> _READING PASSAGE_:
It is amusing that people could argue that we should close the list of rights - as the list of states who can legally pursue nuclear weapon programs is official closed – when we, for instance, in India, see daily struggles of people to claim basic political rights, through grassroots movements, constructing these rights collectively, through new political consciousness. There is this right to livelihood struggle by tribals whose forest inhabitation is taken away by ‘civilized’ people carried self-certified documents based on right to property, and its ‘legal’ adjudication (reminds of something long back in the US ??). People dying with AIDS in millions when there are medicines that are not allowed to be produced by them (local companies) for self-consumption in the name of intellectual property rights. And therefore there is a (counter) political assertion of a right to health. This are only a few vignettes of the political struggles of a big number of people which are very conveniently sought to be excluded by some, from conceptions of what is political most important and non-negotiable – ‘our’ rights (whose??).

> _DATA UNDER STUDY_:
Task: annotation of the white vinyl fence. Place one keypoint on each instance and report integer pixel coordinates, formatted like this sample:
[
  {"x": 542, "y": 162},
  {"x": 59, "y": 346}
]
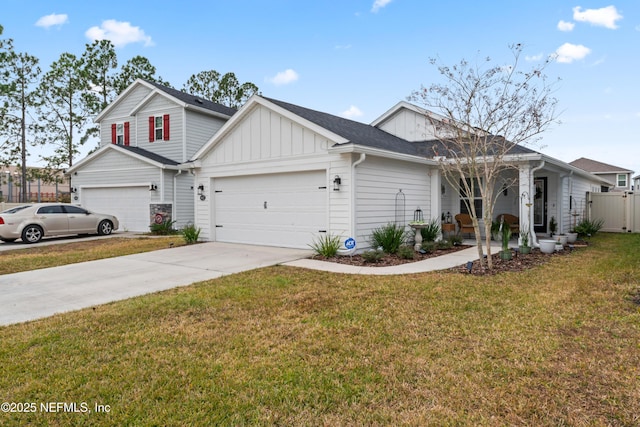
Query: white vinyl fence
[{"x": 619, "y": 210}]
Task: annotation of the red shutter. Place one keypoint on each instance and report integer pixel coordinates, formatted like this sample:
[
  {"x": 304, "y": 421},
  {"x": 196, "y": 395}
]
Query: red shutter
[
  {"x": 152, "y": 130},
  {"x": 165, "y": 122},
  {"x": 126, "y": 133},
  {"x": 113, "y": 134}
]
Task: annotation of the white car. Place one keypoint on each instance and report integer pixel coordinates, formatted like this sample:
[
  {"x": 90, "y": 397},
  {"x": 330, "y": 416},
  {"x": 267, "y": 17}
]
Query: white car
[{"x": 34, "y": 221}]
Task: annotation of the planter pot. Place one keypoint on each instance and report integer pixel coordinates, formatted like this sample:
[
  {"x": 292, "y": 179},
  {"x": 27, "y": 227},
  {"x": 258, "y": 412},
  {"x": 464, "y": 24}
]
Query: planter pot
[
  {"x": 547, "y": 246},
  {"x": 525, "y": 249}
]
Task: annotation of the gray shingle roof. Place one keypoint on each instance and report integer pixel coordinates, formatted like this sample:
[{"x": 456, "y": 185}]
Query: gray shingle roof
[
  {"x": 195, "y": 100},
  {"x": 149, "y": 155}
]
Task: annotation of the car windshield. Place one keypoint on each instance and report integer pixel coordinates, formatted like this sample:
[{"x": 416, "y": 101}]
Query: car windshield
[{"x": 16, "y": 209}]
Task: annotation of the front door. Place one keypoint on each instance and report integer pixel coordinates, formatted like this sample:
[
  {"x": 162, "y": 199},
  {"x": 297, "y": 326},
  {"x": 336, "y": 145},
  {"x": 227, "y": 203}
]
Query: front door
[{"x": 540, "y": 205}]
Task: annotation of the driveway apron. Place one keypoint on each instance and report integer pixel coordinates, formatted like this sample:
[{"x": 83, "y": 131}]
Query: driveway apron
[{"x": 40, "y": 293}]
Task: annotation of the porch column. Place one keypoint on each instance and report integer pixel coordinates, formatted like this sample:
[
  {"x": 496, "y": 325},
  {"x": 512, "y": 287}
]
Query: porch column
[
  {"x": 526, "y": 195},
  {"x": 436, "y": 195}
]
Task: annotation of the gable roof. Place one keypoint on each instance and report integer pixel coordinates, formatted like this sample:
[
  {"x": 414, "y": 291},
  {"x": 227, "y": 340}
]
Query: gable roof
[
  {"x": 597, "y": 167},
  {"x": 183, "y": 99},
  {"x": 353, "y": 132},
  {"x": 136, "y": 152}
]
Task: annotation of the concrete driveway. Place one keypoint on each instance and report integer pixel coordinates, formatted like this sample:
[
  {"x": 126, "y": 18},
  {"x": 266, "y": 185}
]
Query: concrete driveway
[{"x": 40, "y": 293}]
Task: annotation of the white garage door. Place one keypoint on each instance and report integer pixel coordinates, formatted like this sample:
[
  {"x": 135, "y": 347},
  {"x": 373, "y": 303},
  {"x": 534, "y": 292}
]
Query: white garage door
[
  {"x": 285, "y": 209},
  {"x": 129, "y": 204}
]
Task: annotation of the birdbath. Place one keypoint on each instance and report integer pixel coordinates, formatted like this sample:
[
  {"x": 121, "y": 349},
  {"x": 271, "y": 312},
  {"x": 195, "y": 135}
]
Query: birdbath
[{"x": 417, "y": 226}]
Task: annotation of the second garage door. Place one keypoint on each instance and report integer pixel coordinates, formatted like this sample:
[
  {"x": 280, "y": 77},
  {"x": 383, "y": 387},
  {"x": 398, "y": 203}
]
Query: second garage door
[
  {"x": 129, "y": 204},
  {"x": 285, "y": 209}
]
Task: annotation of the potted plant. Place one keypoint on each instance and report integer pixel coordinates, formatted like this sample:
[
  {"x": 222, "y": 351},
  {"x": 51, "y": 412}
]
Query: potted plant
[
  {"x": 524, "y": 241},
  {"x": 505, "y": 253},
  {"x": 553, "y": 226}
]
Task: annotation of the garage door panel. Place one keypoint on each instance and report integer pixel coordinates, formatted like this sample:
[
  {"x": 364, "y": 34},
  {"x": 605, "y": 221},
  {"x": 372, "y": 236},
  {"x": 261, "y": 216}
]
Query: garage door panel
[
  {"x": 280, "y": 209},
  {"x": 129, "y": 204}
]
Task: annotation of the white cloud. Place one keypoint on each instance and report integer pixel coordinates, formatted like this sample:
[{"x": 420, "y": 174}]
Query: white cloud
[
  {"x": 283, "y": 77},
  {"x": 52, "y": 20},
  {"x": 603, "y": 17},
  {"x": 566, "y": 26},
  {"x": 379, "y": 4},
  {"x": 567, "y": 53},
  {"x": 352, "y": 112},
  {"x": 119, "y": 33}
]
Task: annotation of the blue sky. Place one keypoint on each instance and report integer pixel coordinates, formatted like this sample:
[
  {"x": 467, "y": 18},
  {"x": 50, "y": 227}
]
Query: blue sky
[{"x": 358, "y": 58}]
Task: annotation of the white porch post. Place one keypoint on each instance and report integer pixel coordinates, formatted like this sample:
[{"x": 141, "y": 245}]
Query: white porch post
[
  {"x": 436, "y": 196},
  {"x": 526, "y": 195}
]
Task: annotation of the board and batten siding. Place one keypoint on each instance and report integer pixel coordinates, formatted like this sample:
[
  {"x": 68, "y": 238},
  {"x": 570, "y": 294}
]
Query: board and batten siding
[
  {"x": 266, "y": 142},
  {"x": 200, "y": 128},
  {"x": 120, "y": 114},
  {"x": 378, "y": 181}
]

> _WHAT TO PRODUCE_:
Please name the right that tribals are struggling for in the passage on rights in India.

> _EXERCISE OUTPUT_:
The right to livelihood.